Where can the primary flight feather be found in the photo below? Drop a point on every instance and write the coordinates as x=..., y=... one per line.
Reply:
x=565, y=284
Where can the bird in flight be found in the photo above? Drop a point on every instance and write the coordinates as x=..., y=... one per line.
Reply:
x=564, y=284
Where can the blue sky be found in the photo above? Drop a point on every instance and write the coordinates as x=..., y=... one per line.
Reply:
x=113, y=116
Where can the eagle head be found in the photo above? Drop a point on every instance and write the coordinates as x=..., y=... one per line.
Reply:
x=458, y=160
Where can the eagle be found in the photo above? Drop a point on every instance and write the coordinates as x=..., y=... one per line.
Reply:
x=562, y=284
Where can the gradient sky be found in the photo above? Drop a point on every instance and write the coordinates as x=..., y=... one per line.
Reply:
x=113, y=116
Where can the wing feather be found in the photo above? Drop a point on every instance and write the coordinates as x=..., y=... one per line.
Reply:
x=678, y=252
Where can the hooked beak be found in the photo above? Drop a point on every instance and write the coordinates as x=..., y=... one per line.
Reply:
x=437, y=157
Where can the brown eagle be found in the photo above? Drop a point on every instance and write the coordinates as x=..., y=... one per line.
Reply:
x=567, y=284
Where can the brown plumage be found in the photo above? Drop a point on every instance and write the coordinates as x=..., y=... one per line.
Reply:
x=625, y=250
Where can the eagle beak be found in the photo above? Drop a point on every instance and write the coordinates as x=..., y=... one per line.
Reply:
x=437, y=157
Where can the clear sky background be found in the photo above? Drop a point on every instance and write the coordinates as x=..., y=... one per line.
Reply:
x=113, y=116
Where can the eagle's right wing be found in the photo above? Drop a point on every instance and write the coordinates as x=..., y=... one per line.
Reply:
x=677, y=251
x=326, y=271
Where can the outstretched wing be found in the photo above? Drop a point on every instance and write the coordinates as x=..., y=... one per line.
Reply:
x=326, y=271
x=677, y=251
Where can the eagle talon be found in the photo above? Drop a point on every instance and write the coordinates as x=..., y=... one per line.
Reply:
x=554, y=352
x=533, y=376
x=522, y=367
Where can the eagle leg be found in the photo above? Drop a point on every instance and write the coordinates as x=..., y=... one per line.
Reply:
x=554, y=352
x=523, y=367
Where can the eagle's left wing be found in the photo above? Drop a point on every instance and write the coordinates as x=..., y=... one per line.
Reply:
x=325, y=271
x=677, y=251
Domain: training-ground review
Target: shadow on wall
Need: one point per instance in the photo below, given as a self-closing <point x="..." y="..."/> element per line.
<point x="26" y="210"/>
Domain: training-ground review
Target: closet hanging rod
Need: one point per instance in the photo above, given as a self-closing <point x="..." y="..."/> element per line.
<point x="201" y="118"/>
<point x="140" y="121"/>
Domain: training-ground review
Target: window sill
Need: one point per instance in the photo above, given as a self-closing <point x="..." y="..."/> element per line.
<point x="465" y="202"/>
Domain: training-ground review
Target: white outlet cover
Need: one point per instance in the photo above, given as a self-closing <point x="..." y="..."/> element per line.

:: EXERCISE REQUIREMENTS ::
A single number is required: the count of lines in the material above that contain the word "flight".

:: EXERCISE SOLUTION ::
2